#### Work instructions:
Restate the entire listing word for word.

#### Entries shown:

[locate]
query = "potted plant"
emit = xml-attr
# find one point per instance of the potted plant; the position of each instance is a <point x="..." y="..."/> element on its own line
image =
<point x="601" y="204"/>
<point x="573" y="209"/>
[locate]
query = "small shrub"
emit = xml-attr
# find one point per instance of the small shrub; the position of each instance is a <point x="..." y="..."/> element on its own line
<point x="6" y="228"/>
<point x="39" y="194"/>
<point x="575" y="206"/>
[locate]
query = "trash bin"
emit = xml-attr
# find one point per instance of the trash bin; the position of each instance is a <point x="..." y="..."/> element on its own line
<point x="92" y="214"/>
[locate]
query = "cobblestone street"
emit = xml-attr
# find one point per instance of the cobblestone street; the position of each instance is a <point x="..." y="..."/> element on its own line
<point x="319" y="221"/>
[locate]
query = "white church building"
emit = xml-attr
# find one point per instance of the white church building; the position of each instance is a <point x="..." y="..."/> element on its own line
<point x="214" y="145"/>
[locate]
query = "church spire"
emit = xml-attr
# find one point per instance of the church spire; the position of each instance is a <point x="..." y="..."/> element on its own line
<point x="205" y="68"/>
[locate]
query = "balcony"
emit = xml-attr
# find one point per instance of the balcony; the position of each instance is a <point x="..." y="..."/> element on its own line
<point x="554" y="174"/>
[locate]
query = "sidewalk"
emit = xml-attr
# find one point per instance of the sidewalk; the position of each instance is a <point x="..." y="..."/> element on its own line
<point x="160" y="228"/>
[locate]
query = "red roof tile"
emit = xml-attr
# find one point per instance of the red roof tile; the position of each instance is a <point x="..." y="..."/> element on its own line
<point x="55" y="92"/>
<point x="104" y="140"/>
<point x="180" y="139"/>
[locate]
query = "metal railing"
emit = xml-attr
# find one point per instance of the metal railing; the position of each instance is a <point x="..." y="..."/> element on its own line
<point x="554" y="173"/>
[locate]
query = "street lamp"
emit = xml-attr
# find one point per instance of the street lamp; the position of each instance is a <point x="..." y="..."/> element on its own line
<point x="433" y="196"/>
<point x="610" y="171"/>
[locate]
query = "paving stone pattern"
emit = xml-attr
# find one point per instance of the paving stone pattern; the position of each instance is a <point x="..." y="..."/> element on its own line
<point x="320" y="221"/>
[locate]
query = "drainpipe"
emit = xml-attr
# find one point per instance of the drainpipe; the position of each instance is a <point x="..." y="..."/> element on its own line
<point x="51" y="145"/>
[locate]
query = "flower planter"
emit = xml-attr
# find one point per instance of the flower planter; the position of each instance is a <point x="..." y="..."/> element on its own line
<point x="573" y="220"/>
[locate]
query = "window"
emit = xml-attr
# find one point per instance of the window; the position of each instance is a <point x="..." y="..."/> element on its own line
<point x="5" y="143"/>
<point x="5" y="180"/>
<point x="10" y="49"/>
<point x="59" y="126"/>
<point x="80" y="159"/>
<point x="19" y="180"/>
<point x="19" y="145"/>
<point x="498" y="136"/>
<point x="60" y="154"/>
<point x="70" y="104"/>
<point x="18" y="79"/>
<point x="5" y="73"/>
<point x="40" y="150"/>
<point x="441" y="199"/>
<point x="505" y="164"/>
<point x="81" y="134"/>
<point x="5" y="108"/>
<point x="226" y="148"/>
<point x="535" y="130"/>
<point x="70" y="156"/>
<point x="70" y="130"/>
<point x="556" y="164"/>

#### Final answer:
[locate]
query = "potted plant"
emit = xml-attr
# find one point per instance of the potted plant; the position of each instance is a <point x="..." y="..."/> element on its own line
image =
<point x="601" y="204"/>
<point x="573" y="209"/>
[locate]
query = "small shrub"
emit = xml-attr
# find one point per instance of the small shrub; the position of each instance is a <point x="..." y="..."/> element on its own line
<point x="6" y="228"/>
<point x="39" y="194"/>
<point x="575" y="206"/>
[locate]
query = "trash bin"
emit = xml-attr
# find one point per instance of the trash bin; the position of each instance is a <point x="..." y="..."/> element on its own line
<point x="92" y="214"/>
[locate]
query = "cobblestone street"
emit = xml-attr
# find one point per instance of the cobblestone street; the position of each instance is a <point x="..." y="..."/> element on its own line
<point x="319" y="221"/>
[locate]
query = "white church building"
emit = xml-attr
# find one point per instance of the white church building; the position of each instance is a <point x="..." y="..."/> element on its own line
<point x="214" y="145"/>
[locate]
query = "church spire"
emit = xml-attr
# find one point per instance of the church spire; the position of each instance is a <point x="..." y="..."/> element on its own line
<point x="205" y="68"/>
[locate]
query = "balcony"
emit = xml-attr
# find one point per instance of the balcony; the position of each instance is a <point x="..." y="..."/> element on its own line
<point x="554" y="174"/>
[locate]
query = "sidewalk"
emit = xml-attr
# find one point per instance of the sidewalk; the position of each instance is a <point x="..." y="..."/> element on its own line
<point x="160" y="228"/>
[locate]
query = "red roof tile"
emit = xml-attr
# find one point per instance of the red roof tile; the position of each instance is a <point x="..." y="..."/> element on its own line
<point x="55" y="92"/>
<point x="104" y="140"/>
<point x="180" y="139"/>
[locate]
query = "metal railing"
emit = xml-attr
# find one point per instance of the metal railing; the position of each instance is a <point x="..." y="..."/> element on its own line
<point x="554" y="173"/>
[locate]
query = "street lamp"
emit = xml-attr
# find one point per instance of the street lamp; the position of each instance is a <point x="..." y="..."/> element on its own line
<point x="433" y="196"/>
<point x="610" y="171"/>
[locate]
query = "paving stone pattern"
emit = xml-attr
# find one point per instance of the paving stone pattern; the position of each instance is a <point x="..." y="..."/> element on its own line
<point x="320" y="221"/>
[locate]
query = "drainpipe"
emit = xml-attr
# find one point per instance of the drainpipe; the position of each instance is a <point x="..." y="..."/> element on its own line
<point x="51" y="145"/>
[locate]
query = "flower planter"
emit = xml-attr
# find one point per instance of the flower planter; the position of each instance is a <point x="..." y="..."/> element on its own line
<point x="573" y="220"/>
[locate]
query = "window"
emit = xml-attr
# find one point per instance of the window; the position of each instance is a <point x="..." y="..."/> element on its own line
<point x="5" y="143"/>
<point x="5" y="180"/>
<point x="10" y="49"/>
<point x="59" y="126"/>
<point x="80" y="159"/>
<point x="19" y="180"/>
<point x="19" y="145"/>
<point x="498" y="136"/>
<point x="60" y="154"/>
<point x="70" y="104"/>
<point x="18" y="79"/>
<point x="5" y="73"/>
<point x="40" y="150"/>
<point x="441" y="199"/>
<point x="505" y="164"/>
<point x="81" y="134"/>
<point x="5" y="108"/>
<point x="226" y="148"/>
<point x="535" y="130"/>
<point x="70" y="156"/>
<point x="70" y="130"/>
<point x="556" y="164"/>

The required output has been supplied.